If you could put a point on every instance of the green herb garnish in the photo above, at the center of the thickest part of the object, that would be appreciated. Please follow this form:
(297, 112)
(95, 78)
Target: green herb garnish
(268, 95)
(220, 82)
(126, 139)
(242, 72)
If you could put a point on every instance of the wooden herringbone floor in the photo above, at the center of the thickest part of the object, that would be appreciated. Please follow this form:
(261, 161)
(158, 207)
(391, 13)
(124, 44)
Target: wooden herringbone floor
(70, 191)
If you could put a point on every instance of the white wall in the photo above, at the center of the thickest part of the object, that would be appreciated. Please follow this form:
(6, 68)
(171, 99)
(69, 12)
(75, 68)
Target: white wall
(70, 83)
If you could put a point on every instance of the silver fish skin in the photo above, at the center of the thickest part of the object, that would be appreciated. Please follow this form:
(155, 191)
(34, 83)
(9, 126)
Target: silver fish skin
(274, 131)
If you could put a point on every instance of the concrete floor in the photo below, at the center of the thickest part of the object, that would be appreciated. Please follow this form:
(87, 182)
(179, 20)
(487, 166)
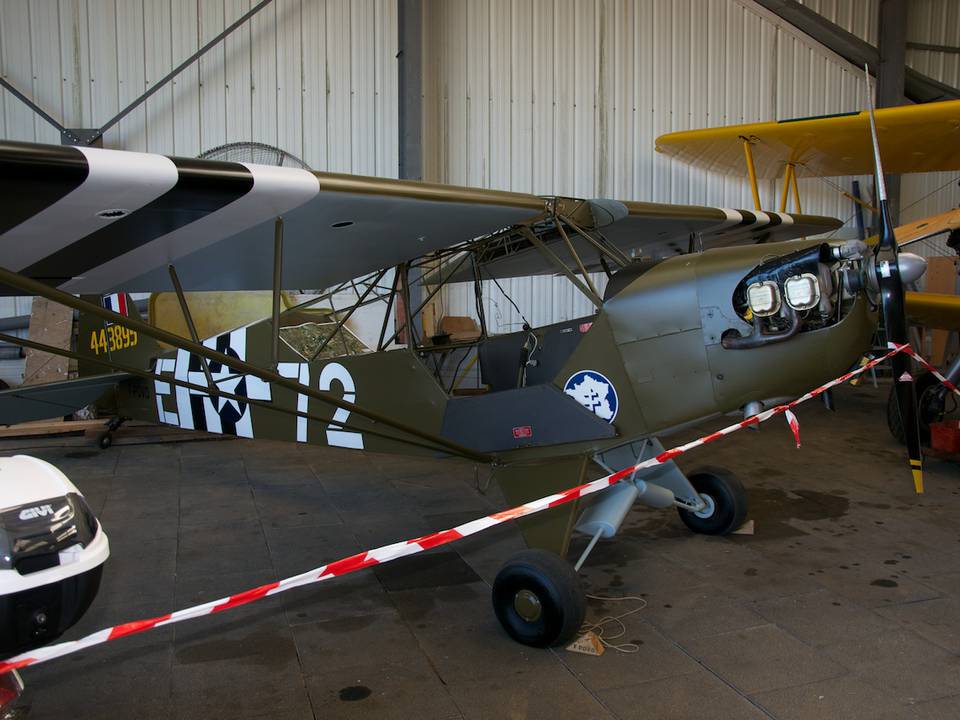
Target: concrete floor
(844, 603)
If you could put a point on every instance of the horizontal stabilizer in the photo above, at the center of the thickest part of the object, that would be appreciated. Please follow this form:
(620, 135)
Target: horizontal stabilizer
(913, 138)
(50, 400)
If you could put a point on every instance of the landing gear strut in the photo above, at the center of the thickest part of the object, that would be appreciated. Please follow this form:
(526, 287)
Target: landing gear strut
(106, 439)
(725, 498)
(538, 599)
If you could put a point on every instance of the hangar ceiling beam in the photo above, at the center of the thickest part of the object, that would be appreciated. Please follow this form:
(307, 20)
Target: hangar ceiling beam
(177, 70)
(917, 86)
(15, 91)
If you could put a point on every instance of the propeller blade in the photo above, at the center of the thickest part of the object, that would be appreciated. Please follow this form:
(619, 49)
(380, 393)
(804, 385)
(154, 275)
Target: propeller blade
(892, 303)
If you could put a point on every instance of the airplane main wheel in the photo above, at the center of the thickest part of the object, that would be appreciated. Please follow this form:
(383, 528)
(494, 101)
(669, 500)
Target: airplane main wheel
(538, 599)
(726, 502)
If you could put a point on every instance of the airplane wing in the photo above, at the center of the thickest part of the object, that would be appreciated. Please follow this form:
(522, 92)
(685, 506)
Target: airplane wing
(647, 230)
(934, 310)
(90, 220)
(913, 138)
(928, 227)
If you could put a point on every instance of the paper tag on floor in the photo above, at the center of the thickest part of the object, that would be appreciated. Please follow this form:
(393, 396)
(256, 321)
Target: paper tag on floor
(587, 644)
(745, 529)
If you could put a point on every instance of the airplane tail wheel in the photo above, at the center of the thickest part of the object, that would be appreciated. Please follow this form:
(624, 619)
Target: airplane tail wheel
(930, 408)
(538, 599)
(726, 502)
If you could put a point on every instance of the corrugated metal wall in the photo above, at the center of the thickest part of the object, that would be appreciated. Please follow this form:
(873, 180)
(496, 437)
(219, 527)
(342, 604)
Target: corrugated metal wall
(317, 78)
(567, 97)
(858, 17)
(935, 22)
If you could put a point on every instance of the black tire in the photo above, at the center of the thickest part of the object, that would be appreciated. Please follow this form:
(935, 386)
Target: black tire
(929, 408)
(726, 498)
(548, 589)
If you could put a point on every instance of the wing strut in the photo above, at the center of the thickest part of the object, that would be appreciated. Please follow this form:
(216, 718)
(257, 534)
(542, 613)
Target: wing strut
(277, 282)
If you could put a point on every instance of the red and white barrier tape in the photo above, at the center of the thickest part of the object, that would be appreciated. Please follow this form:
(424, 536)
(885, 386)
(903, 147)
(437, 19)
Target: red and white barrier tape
(410, 547)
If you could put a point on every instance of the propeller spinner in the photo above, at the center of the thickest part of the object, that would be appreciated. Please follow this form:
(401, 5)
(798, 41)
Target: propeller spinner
(891, 274)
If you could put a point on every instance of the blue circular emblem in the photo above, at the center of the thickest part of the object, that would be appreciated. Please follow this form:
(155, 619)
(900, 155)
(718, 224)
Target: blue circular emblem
(595, 392)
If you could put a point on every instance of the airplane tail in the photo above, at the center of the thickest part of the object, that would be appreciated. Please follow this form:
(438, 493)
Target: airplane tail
(98, 339)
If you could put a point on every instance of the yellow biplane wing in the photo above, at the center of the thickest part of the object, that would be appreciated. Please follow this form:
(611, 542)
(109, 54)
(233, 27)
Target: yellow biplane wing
(928, 227)
(934, 310)
(913, 138)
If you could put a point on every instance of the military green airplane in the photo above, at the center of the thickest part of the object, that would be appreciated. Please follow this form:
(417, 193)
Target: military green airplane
(705, 312)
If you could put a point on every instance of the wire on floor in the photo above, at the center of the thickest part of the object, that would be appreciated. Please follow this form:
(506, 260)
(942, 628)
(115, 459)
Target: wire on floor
(600, 629)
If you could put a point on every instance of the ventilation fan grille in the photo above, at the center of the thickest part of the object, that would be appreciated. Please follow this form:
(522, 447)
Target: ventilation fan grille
(257, 153)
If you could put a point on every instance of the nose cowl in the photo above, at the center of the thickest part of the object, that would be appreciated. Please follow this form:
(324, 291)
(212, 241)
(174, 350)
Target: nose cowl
(912, 267)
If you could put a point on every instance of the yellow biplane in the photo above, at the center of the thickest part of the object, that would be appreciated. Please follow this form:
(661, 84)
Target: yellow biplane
(839, 145)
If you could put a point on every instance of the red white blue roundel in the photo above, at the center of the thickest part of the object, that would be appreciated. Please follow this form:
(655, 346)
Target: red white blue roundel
(595, 392)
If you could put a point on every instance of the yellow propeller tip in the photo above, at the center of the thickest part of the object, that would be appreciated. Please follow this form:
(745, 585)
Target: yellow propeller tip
(918, 481)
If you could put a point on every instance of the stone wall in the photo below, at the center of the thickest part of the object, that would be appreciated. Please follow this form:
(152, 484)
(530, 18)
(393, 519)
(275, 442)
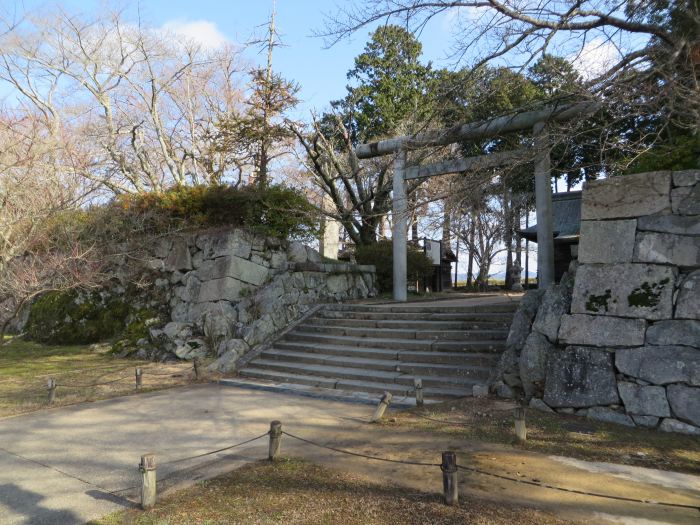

> WORK ORDER:
I need each line of the entries that holds the string "below" located and copied.

> EXERCISE RESULT:
If you could put a point on every instance of the concrete floor in the photo below, at the center of the thickest part of the object, that would be appreciated. Please follow this form:
If you could put a point on every instance of the stone wall in the photo below, at the center of the thickest part of the object, that would be appreciated. Please follow this form:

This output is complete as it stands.